RECORDS FOR THE TASK:
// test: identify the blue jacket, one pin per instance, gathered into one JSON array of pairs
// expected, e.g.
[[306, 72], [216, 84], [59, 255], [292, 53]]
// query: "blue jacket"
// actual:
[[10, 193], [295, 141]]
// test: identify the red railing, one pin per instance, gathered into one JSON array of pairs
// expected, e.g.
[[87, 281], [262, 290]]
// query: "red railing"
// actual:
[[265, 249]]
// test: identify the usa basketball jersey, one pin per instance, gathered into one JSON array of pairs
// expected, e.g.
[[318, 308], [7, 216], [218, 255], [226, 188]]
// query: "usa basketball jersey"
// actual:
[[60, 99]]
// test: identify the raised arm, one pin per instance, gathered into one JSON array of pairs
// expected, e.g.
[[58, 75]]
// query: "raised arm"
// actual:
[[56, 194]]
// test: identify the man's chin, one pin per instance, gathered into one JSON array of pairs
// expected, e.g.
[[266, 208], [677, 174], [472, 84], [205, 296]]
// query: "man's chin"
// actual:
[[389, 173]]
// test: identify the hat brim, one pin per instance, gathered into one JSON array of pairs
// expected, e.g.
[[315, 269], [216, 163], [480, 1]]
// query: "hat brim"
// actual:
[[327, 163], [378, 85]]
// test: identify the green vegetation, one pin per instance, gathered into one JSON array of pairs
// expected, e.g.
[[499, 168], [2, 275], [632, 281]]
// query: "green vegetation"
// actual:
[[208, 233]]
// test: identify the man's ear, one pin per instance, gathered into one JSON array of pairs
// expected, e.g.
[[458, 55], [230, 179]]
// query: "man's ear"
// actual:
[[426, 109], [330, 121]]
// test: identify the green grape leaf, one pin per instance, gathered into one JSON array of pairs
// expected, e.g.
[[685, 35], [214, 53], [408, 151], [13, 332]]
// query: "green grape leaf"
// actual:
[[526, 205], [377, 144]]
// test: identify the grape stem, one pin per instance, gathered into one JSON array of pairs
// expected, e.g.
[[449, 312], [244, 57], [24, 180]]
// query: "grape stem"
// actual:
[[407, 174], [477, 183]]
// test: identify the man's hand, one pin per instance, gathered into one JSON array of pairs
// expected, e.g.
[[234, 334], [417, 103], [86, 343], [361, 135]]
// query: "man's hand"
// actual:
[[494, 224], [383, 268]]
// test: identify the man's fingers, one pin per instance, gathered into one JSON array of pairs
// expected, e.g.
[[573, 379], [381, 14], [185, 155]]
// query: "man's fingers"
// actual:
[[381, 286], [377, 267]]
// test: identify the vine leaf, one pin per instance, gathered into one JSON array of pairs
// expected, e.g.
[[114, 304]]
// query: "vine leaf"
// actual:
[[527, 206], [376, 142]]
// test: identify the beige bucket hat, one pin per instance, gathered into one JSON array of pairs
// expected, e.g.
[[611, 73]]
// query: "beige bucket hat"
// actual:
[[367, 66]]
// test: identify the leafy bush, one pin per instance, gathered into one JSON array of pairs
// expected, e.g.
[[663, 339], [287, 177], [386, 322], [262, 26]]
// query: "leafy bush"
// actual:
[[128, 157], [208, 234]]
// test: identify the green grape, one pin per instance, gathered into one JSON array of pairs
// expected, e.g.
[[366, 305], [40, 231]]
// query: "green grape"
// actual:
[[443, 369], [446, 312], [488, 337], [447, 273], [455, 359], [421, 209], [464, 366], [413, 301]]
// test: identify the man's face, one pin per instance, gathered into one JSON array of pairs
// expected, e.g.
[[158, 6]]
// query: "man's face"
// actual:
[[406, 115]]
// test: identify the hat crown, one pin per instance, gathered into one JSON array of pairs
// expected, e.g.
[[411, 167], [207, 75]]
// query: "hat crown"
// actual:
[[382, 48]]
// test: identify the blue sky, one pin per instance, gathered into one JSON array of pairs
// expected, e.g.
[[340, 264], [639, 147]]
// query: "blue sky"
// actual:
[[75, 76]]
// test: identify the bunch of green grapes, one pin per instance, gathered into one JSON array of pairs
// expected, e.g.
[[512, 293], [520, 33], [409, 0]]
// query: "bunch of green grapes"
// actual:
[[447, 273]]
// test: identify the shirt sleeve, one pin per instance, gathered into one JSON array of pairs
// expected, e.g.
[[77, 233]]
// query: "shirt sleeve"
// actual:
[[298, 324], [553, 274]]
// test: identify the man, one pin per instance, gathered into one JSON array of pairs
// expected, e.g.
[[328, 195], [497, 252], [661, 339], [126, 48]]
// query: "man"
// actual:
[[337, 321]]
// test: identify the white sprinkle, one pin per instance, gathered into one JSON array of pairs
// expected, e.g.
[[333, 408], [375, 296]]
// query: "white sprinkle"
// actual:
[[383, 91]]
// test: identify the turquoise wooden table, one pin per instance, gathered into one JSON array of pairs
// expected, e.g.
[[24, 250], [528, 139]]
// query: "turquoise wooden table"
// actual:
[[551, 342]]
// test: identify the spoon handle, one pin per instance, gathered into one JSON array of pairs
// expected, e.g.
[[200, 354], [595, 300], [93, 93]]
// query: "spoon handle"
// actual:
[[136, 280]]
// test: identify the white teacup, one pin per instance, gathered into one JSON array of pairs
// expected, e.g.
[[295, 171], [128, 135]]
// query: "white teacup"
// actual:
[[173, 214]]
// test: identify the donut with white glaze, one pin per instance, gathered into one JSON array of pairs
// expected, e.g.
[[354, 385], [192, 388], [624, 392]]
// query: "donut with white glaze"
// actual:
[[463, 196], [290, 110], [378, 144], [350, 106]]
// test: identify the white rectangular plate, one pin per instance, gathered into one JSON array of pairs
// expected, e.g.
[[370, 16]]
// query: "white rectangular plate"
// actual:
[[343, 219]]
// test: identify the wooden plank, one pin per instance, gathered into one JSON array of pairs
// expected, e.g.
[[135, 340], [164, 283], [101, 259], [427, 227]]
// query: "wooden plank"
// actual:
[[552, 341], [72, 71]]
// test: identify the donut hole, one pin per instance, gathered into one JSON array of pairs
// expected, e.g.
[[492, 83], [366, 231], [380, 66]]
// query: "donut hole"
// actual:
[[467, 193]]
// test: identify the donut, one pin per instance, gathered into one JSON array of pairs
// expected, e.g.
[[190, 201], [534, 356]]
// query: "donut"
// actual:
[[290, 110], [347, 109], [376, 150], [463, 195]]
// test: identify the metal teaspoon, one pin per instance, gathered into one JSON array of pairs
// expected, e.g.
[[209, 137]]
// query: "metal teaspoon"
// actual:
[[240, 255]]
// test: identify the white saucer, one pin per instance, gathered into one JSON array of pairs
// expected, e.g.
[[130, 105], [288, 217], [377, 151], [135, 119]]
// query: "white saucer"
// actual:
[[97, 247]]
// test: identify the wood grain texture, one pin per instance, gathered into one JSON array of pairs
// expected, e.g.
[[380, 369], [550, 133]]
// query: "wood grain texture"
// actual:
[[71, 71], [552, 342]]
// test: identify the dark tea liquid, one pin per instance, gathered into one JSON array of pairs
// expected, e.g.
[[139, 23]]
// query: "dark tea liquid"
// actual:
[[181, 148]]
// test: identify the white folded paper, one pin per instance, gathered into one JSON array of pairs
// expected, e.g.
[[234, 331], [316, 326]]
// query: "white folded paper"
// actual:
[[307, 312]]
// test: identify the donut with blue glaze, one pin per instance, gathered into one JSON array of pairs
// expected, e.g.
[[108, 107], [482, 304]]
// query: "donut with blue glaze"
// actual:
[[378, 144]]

EXERCISE DESCRIPTION: Answer with the number alone: how many lines in the records include the word "vegetation"?

SOLUTION TO THIS PROBLEM: 2